"""

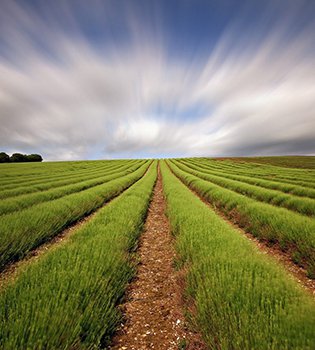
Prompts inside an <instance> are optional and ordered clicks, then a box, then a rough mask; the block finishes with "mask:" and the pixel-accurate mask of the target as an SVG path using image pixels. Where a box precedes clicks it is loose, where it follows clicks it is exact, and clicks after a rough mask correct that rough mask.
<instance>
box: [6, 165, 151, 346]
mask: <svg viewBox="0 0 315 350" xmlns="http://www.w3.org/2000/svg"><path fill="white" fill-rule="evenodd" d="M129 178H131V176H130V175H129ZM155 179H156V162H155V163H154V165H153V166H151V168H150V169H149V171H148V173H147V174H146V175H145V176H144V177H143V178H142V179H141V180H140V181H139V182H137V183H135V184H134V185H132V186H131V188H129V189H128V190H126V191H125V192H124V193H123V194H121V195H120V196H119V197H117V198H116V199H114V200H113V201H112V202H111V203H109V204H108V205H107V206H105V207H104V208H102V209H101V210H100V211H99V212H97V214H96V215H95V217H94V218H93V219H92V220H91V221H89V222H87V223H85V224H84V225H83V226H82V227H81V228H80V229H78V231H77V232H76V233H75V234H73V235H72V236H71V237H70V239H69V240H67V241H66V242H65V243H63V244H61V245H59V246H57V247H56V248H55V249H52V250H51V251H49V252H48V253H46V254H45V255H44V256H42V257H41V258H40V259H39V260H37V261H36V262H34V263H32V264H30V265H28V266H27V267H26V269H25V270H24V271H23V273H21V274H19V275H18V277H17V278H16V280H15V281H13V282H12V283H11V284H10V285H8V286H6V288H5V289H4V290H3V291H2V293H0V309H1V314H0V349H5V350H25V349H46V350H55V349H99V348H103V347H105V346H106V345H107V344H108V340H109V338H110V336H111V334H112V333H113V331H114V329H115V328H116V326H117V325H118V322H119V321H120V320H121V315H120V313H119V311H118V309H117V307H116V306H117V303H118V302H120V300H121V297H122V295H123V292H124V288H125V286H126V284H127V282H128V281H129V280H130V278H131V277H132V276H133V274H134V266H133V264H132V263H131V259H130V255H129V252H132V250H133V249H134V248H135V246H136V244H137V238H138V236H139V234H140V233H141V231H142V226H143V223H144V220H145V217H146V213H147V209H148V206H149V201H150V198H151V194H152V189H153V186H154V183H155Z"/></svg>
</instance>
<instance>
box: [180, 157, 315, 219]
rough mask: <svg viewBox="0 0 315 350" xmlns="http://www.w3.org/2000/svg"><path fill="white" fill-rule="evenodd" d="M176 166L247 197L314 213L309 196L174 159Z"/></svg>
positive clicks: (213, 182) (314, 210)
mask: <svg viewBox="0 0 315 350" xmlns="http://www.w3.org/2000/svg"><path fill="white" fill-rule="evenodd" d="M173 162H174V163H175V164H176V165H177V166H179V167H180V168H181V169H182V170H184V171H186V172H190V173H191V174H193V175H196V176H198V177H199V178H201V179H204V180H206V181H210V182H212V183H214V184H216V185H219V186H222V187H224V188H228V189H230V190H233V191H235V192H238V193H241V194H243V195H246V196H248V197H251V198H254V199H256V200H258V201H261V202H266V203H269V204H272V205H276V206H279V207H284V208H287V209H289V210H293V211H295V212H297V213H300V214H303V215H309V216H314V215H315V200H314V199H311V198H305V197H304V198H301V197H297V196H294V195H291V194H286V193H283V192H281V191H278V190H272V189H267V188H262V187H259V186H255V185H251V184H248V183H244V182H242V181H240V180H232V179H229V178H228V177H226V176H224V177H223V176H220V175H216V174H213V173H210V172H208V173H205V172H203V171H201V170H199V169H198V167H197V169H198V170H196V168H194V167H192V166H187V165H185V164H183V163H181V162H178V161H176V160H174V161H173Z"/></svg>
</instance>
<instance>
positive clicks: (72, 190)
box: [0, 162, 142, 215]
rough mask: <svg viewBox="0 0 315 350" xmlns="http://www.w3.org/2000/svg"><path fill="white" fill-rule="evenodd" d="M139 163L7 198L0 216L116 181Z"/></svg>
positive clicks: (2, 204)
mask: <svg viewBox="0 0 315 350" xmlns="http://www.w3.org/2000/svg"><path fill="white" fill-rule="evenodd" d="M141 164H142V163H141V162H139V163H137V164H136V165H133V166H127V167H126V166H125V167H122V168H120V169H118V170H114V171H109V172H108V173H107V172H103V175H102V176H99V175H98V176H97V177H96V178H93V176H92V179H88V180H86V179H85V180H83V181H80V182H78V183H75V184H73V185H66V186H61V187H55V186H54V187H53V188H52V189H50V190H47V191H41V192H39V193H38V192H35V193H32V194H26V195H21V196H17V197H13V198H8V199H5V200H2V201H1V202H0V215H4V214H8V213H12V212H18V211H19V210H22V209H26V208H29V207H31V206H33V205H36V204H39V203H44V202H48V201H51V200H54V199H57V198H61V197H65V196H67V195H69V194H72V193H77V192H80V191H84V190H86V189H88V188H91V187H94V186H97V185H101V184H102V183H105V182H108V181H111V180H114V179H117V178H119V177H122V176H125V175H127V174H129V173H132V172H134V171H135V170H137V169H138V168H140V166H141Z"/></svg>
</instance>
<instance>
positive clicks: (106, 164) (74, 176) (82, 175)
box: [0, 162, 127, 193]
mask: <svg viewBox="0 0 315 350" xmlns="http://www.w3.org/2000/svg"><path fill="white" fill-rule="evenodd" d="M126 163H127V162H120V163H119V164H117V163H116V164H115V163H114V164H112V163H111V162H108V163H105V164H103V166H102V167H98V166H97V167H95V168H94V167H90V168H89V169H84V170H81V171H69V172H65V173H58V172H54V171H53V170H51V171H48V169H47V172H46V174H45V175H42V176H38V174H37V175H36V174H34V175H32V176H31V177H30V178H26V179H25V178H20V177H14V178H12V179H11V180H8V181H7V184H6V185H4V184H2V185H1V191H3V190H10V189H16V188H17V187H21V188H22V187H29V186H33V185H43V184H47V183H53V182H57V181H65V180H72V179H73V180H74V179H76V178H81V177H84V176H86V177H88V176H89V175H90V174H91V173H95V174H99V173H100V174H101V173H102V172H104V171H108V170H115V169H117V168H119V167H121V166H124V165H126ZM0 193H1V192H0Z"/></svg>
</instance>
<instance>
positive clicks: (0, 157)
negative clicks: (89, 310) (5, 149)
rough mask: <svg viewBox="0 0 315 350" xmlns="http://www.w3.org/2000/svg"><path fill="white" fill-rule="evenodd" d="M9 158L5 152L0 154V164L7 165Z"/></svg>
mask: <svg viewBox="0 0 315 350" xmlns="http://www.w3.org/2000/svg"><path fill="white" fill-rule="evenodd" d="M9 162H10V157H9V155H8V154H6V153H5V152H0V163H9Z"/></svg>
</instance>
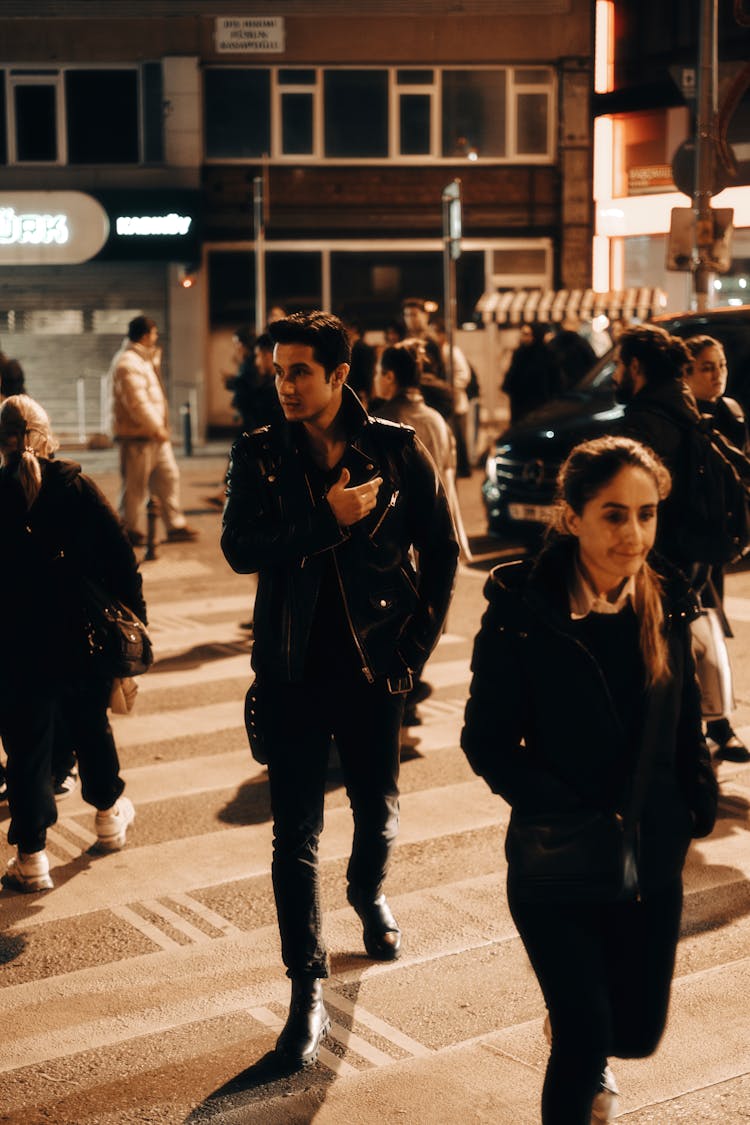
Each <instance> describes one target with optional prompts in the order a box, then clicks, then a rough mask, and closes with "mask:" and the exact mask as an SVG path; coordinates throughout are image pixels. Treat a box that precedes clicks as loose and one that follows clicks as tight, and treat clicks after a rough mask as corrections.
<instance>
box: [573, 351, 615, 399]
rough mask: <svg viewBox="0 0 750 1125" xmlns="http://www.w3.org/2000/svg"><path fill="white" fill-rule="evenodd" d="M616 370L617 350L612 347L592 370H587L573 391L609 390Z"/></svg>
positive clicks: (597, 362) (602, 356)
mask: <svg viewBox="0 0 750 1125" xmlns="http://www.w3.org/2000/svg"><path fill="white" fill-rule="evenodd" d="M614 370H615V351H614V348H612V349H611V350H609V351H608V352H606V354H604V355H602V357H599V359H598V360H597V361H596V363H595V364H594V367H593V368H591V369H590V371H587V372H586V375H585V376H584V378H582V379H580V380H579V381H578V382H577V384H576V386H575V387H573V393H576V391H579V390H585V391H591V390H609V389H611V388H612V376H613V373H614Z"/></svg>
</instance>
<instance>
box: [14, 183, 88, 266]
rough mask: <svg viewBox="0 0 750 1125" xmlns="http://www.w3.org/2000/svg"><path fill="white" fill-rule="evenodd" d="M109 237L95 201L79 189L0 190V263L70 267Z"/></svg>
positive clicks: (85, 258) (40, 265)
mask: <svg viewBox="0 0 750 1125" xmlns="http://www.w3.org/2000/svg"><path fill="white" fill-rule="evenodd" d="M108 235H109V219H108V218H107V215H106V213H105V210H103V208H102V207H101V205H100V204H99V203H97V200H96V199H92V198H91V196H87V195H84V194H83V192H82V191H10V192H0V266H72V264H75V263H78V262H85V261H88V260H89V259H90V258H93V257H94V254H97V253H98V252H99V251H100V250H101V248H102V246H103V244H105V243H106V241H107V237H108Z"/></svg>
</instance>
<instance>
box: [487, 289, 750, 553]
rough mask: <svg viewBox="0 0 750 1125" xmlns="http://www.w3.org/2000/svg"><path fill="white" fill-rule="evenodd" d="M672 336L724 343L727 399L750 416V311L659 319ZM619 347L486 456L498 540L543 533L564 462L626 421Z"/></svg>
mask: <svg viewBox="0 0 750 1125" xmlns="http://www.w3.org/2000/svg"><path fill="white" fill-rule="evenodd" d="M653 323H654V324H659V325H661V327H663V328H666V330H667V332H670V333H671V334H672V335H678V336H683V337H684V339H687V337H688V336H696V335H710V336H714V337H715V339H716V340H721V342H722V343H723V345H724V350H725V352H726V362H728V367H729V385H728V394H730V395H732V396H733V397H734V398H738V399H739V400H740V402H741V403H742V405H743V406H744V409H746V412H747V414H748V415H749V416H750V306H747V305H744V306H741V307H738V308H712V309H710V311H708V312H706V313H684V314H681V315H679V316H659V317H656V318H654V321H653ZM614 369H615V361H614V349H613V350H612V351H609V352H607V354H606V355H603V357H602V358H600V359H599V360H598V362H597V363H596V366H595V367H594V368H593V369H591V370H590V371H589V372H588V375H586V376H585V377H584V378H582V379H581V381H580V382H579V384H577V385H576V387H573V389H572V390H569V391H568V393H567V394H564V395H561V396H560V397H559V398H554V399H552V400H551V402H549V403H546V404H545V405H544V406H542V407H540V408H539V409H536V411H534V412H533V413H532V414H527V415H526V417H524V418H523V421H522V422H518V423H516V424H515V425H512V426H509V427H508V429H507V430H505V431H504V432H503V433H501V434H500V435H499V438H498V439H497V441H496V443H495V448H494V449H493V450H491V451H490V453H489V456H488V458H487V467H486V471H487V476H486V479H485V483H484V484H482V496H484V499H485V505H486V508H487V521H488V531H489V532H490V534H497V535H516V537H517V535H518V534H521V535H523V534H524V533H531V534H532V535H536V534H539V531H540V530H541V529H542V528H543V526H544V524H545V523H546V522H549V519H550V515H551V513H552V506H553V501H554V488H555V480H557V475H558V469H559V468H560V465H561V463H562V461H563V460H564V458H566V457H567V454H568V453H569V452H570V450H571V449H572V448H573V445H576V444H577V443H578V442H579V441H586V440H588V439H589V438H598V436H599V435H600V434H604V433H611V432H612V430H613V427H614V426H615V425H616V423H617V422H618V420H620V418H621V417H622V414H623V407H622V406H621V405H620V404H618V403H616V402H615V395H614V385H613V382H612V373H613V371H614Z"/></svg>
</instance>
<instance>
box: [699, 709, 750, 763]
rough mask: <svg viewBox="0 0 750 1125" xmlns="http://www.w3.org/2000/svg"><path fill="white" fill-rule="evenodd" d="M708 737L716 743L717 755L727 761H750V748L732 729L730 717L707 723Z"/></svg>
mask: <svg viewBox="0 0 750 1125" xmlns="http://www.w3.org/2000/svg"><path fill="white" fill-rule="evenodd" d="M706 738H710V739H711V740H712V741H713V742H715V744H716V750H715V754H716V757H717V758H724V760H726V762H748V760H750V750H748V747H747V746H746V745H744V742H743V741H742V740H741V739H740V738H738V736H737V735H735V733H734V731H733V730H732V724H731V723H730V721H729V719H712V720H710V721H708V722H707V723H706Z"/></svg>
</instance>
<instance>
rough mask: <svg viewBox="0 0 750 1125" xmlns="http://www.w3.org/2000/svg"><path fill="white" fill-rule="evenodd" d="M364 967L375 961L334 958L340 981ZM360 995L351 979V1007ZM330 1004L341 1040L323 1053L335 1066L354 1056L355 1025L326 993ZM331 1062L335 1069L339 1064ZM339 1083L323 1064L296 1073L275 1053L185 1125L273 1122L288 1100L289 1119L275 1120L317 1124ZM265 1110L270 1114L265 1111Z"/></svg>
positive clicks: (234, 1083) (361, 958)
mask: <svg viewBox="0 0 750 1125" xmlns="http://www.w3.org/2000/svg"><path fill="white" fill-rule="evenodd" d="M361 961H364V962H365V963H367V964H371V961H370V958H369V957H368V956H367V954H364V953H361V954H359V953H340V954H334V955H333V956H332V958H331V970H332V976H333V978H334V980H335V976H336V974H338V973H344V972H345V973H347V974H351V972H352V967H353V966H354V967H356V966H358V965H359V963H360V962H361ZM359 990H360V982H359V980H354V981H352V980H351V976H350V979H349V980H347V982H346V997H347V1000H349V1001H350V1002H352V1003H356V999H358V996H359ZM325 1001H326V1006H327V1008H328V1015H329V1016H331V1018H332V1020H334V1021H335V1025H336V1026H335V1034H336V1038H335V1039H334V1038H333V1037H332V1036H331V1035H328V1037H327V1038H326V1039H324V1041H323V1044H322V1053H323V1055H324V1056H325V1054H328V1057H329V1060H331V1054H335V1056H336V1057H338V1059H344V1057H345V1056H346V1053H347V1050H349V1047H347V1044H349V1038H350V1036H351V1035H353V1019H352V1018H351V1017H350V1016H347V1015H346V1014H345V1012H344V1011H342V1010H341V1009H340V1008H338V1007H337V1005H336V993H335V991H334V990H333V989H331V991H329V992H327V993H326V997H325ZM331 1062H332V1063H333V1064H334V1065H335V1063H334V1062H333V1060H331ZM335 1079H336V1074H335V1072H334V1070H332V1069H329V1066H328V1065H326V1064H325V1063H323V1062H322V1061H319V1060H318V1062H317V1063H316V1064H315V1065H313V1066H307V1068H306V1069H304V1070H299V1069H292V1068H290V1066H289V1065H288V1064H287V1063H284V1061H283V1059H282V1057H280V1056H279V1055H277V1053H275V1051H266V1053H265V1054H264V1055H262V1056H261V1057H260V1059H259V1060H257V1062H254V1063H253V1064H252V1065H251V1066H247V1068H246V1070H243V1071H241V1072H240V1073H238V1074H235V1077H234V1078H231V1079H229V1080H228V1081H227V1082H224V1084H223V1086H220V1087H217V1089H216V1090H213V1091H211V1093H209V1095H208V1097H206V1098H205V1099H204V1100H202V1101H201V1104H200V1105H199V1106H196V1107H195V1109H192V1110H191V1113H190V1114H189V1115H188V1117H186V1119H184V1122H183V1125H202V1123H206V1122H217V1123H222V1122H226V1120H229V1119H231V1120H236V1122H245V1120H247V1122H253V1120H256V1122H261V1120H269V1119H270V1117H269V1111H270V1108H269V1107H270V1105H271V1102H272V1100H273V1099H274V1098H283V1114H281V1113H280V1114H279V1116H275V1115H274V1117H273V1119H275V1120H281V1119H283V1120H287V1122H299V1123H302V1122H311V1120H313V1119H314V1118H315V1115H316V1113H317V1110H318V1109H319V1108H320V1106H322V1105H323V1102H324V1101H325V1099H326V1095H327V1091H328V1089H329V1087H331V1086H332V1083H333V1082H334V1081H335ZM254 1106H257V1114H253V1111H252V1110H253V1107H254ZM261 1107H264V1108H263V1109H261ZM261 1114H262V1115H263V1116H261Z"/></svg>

"""

What the task asks:
Give the lines above as a JSON list of strings, one string per line and no blank lines, starting at the top of the lines and ending after the line that contains "box: [6, 165, 151, 346]". Leave out the pictures.

Result below:
[
  "Prompts inside an <instance> are optional and ordered clicks, then a box, then a rough mask; the block finishes with \"mask:\" and the pixel-accurate mask of the target as an SVG path using image pixels. Where a box precedes clicks it is loose, where it follows clicks it is exact, and clicks after a rough mask correct that rough mask.",
  "<instance>",
  "box: [6, 165, 151, 346]"
]